**WHAT THE TASK ASKS:** Print the rows below verbatim, starting at the row that contains "Confirm that each instance of the green hedge" and ending at the row that contains "Confirm that each instance of the brown", with both of those rows included.

**EXTRACTED DATA:**
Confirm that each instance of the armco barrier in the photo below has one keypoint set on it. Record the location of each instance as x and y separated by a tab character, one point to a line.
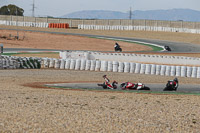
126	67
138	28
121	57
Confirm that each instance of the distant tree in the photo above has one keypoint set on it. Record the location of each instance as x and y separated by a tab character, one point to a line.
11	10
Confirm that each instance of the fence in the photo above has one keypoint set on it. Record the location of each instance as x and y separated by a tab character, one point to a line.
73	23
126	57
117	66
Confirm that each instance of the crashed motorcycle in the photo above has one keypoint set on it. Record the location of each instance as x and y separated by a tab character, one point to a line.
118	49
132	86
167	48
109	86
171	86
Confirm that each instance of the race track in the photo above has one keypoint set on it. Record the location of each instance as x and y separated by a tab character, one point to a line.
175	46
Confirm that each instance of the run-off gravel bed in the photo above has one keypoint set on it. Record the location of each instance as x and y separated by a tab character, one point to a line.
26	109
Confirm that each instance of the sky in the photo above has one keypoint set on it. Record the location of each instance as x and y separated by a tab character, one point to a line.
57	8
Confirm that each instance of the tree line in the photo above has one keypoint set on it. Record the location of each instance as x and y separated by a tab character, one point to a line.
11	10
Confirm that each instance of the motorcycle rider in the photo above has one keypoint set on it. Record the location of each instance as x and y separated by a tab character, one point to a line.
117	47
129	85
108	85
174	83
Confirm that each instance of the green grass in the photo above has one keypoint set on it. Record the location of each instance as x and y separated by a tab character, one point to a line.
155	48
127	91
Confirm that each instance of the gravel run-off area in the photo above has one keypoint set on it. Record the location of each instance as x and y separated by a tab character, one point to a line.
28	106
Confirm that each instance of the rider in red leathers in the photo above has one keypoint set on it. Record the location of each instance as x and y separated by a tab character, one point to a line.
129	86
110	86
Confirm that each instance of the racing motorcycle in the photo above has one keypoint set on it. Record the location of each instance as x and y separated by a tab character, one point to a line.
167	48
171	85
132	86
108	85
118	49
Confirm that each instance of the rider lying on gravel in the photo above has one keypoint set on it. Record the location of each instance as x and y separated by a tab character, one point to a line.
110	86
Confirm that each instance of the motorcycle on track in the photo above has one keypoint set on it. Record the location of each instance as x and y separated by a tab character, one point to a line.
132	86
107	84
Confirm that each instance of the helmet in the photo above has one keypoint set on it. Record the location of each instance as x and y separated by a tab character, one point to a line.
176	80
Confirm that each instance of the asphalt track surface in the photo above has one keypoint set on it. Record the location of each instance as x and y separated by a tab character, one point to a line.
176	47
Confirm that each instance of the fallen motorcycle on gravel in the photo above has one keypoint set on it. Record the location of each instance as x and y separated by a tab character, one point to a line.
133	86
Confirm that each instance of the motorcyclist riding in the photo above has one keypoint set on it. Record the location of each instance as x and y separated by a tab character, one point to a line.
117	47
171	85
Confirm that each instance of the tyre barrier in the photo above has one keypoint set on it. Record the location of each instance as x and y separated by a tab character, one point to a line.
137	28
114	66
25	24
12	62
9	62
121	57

...

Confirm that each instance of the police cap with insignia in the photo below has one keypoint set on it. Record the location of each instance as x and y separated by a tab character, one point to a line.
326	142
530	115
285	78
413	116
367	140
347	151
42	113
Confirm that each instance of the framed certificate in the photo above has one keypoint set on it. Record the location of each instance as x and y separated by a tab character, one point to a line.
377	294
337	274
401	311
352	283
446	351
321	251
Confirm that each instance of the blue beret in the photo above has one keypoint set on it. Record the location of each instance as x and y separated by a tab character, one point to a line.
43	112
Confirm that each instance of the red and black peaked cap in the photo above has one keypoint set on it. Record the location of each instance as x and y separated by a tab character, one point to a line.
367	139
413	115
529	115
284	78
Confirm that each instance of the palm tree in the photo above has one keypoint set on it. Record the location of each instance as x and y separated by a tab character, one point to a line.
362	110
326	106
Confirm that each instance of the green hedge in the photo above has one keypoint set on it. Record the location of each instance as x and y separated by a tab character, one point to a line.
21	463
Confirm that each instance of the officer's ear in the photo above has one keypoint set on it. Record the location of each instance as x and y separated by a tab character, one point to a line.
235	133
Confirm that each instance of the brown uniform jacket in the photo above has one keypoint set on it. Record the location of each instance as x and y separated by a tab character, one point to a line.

**THE RESULT:**
Confirm that each instance of the green hedge in the photo above has one keypoint set on it. Record the location of each instance as x and y separated by a tab character, one point to a line.
21	463
Confirm that each instance of the officer's ear in the photo above has one keypoint set on it. Record the location of each instance as x and y separated by a tab character, one point to a line.
235	133
Confirm that each instance of the brown uniform jacket in the photo above has one keypoint set on it. Record the location of each instance as x and y separated by a tab character, one point to a line.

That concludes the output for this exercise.